- _Activity 1_
Transcribe everything in the news excerpt on Hong Kong's hospital preparations from "She pointed out" down to "of masks soon.".
- _Activity 2_
In the news excerpt on Hong Kong's hospital preparations, how many isolation beds were already available?
- _Activity 3_
Continue the news excerpt on Hong Kong's hospital preparations from where it stops.

- _Extracted text_

----------------------------------------

She pointed out that 1,400 isolation beds in public hospitals could be deployed within 72 hours to accommodate suspected patients. Some 480 such beds were already available, she said.
Chan also stressed that there were enough masks and other kinds of protective gear in the city’s public hospitals to last at least three months. She said the government had talked to pharmaceutical industry representatives, who promised more supplies of masks soon.
Chan appealed to local pharmacies not to jack up prices of masks amid the commercial shortage.
A spokesman for the Food and Health Bureau said Undersecretary for Food and Health Dr Chui Tak-yi, along with representatives from the Department of Health and the Hospital Authority, would head to Wuhan on Monday to learn about the cases there, as well as prevention and control measures in the mainland city. The group will return to Hong Kong on Tuesday, he added.

----------------------------------------

Stored data entries
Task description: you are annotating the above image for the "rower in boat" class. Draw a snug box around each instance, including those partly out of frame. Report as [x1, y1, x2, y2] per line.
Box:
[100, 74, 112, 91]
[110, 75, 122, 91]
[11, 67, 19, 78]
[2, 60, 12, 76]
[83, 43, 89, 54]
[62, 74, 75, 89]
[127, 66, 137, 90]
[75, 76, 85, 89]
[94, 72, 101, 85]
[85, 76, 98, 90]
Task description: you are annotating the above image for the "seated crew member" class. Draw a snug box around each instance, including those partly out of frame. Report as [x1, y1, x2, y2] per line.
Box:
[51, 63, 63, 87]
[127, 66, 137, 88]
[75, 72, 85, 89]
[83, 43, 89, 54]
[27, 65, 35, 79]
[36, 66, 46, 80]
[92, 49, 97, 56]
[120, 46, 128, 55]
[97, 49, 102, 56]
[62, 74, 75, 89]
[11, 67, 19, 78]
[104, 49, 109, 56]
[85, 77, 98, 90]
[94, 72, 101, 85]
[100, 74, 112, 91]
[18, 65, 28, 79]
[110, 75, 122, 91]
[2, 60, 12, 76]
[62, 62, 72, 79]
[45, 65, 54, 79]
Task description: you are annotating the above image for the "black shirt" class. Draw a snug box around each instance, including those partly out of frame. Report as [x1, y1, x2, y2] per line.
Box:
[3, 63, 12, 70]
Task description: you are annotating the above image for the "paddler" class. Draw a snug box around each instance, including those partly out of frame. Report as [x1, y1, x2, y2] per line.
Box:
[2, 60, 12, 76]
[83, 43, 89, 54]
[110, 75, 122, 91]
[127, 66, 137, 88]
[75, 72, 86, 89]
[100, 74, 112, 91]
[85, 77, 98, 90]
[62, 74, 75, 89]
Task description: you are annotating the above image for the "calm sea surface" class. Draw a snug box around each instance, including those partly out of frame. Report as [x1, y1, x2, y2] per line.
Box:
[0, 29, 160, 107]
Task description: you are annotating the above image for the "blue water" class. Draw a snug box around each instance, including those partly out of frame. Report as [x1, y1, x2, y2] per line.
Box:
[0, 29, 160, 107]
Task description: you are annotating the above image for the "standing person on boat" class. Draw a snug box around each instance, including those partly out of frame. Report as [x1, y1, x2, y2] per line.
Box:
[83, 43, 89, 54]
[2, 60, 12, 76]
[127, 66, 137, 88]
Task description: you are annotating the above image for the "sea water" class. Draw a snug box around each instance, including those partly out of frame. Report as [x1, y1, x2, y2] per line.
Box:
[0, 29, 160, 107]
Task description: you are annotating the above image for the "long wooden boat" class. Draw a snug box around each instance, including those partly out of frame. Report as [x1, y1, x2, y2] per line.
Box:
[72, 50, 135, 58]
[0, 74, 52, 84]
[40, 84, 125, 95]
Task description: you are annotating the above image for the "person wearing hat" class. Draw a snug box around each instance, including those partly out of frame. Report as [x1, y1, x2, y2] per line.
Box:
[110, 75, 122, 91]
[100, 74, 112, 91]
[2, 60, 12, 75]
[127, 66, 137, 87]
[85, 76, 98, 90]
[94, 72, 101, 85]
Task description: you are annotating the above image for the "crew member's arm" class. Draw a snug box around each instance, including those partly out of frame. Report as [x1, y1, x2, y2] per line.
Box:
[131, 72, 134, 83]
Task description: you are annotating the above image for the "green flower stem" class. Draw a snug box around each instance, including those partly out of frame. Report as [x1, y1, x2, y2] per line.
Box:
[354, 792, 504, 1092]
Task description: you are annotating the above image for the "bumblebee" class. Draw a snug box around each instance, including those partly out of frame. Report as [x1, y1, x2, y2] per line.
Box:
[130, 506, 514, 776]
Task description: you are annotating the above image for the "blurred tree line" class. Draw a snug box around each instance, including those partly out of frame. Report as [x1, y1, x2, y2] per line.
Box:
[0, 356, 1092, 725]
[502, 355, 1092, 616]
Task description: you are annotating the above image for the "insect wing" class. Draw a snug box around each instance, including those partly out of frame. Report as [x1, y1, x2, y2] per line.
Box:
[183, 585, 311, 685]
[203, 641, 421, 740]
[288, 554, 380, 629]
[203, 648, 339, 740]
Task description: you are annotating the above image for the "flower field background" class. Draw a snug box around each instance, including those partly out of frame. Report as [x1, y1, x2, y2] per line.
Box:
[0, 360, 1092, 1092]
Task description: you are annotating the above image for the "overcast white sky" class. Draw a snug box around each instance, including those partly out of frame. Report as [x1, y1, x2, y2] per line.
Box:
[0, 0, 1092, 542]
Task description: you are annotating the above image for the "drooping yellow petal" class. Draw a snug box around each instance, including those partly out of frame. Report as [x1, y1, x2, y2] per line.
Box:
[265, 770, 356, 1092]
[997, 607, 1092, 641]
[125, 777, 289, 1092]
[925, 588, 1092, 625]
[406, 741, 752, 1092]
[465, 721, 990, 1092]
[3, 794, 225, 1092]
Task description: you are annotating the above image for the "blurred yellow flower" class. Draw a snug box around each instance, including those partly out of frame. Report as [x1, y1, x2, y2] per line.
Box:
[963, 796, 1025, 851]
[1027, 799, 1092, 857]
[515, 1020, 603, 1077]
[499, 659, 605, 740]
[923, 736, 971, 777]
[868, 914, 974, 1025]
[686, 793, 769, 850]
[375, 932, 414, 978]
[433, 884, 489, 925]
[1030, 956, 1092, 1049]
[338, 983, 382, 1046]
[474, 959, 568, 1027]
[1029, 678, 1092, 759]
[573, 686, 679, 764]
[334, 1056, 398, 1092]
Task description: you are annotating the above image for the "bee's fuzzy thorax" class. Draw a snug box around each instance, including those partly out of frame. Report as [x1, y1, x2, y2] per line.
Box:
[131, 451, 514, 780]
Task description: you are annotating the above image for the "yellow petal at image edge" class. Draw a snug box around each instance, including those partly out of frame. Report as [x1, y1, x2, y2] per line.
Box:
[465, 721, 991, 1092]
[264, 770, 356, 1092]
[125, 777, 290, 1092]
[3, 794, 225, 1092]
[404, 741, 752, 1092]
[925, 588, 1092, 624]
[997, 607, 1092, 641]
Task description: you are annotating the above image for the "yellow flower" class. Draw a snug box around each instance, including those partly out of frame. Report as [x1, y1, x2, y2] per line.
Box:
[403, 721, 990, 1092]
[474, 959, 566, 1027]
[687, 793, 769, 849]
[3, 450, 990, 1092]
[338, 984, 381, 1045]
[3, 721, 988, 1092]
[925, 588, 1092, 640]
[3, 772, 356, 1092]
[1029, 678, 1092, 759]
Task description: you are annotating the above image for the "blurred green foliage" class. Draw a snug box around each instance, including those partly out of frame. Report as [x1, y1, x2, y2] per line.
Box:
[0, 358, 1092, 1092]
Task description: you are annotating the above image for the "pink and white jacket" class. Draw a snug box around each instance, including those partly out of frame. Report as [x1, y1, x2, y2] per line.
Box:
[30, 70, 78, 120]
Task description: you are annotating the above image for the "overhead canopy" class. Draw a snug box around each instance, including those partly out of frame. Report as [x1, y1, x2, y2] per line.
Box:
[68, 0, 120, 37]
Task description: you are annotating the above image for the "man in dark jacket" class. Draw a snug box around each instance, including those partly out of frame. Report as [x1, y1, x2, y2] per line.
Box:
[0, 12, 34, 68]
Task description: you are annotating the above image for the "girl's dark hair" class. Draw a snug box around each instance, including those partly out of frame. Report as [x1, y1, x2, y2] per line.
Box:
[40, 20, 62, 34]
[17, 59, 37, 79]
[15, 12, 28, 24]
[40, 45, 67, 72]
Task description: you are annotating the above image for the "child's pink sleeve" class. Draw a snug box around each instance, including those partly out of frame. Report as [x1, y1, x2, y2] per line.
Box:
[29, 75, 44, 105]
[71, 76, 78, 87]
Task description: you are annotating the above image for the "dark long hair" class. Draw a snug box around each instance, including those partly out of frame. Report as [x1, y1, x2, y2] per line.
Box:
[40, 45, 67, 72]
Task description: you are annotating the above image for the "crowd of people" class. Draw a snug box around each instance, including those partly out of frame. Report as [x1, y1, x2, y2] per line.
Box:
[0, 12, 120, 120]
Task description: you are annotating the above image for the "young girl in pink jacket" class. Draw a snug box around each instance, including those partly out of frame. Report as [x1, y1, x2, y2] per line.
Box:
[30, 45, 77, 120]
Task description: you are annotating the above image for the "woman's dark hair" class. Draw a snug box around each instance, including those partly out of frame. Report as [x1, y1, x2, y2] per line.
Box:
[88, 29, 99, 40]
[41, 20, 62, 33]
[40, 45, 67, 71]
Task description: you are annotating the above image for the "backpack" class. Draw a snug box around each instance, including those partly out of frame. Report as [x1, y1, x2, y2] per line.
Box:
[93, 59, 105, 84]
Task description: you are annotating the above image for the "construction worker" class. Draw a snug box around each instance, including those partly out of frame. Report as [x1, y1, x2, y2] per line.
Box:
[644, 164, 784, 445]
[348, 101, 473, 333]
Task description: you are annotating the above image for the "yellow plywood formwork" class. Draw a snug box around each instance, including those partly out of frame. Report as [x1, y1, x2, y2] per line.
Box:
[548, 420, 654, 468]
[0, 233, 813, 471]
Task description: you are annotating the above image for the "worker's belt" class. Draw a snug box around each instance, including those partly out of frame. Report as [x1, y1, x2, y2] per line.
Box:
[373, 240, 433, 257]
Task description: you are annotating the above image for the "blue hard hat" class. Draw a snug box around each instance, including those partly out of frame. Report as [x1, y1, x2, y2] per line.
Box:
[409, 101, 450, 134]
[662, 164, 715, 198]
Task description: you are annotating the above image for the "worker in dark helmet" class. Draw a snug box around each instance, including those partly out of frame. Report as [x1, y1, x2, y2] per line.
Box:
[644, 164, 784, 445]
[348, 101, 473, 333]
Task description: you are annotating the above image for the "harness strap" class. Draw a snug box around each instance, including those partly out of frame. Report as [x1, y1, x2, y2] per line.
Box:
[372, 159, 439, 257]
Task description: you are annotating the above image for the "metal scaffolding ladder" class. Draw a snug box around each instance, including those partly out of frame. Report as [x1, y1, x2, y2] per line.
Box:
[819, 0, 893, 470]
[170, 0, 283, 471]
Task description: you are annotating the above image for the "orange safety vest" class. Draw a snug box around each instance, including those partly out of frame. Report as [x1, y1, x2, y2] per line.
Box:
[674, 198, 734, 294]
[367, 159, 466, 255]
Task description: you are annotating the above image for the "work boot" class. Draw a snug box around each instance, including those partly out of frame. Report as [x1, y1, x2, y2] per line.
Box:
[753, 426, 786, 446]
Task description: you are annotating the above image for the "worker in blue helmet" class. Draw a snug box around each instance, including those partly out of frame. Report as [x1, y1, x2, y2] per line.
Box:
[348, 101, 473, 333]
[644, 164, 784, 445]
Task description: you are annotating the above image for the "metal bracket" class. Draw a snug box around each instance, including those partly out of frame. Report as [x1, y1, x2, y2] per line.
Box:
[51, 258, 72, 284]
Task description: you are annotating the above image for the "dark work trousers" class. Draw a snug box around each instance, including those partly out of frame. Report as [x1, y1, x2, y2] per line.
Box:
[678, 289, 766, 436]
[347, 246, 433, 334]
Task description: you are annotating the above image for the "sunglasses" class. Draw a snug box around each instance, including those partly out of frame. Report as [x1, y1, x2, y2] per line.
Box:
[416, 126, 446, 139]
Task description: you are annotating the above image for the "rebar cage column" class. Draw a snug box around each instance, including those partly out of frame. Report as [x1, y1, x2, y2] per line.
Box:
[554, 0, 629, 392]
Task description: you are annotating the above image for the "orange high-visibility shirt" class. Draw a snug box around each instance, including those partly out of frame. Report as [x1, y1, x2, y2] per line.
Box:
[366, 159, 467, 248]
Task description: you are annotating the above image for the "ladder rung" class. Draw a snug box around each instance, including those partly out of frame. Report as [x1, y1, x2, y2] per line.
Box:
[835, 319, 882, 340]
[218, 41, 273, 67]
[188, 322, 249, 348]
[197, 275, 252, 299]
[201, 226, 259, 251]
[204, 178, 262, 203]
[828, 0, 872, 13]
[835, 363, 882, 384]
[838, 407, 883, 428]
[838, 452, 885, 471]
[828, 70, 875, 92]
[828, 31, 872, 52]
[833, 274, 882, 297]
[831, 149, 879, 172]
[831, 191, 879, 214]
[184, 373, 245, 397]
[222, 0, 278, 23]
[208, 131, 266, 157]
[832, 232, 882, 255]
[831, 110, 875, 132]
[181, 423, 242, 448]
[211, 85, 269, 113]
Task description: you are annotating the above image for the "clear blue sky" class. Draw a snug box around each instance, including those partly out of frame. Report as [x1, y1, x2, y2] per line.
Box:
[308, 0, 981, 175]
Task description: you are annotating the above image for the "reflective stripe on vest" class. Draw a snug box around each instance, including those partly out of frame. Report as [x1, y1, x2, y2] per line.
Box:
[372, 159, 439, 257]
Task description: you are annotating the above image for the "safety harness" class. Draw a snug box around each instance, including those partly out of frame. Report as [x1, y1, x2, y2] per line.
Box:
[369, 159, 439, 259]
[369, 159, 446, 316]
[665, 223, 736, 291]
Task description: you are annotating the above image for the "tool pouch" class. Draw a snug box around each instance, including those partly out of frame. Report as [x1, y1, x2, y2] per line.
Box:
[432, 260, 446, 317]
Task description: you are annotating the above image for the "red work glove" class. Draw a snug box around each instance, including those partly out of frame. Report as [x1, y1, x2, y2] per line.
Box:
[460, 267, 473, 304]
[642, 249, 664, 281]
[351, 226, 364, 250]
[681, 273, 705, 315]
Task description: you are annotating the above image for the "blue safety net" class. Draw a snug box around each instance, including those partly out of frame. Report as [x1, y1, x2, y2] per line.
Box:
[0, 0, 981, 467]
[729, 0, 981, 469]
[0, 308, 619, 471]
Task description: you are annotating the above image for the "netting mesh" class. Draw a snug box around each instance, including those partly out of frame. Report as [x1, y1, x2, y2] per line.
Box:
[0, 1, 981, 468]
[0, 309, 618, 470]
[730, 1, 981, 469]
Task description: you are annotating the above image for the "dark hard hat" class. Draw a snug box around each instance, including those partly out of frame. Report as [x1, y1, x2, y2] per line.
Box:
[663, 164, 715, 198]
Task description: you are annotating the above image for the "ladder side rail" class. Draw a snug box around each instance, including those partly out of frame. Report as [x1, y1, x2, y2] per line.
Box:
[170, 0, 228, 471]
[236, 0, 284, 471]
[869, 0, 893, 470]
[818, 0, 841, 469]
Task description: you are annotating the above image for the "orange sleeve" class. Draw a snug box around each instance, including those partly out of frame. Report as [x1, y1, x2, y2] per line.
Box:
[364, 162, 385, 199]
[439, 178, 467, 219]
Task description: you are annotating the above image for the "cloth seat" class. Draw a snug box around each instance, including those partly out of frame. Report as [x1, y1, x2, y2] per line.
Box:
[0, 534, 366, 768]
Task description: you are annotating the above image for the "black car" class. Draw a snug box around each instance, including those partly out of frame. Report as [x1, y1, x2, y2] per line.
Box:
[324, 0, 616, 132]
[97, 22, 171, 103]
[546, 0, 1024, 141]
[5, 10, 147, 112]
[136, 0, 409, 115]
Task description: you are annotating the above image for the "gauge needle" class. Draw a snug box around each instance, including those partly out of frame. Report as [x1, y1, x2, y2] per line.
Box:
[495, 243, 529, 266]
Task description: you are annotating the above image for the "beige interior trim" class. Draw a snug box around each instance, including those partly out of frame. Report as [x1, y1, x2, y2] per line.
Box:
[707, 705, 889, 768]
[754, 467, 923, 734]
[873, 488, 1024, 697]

----------------------------------------

- _Written answer 1_
She pointed out that 1,400 isolation beds in public hospitals could be deployed within 72 hours to accommodate suspected patients. Some 480 such beds were already available, she said.
Chan also stressed that there were enough masks and other kinds of protective gear in the city’s public hospitals to last at least three months. She said the government had talked to pharmaceutical industry representatives, who promised more supplies of masks soon.

- _Written answer 2_
Some 480.

- _Written answer 3_
The revelation of the genome sequence meant the diagnostic testing time for Hong Kong patients could be lowered from the current six to eight hours, to just two to three. Hong Kong Public Doctors’ Association president Arisina Ma Chung-yee said that could relieve pressure on an already overburdened health care system dealing with the local winter peak flu season.
“It will allow us to run more targeted tests on suspected cases, massively shorten the isolation period, and let those with negative results be discharged earlier. It could greatly relieve the pressure on bed space in public hospitals.”
In Hong Kong, other previously announced government measures included infrared scans for visitors arriving from Wuhan by plane and rail, and mandatory reporting of suspected infections to the local authorities by doctors.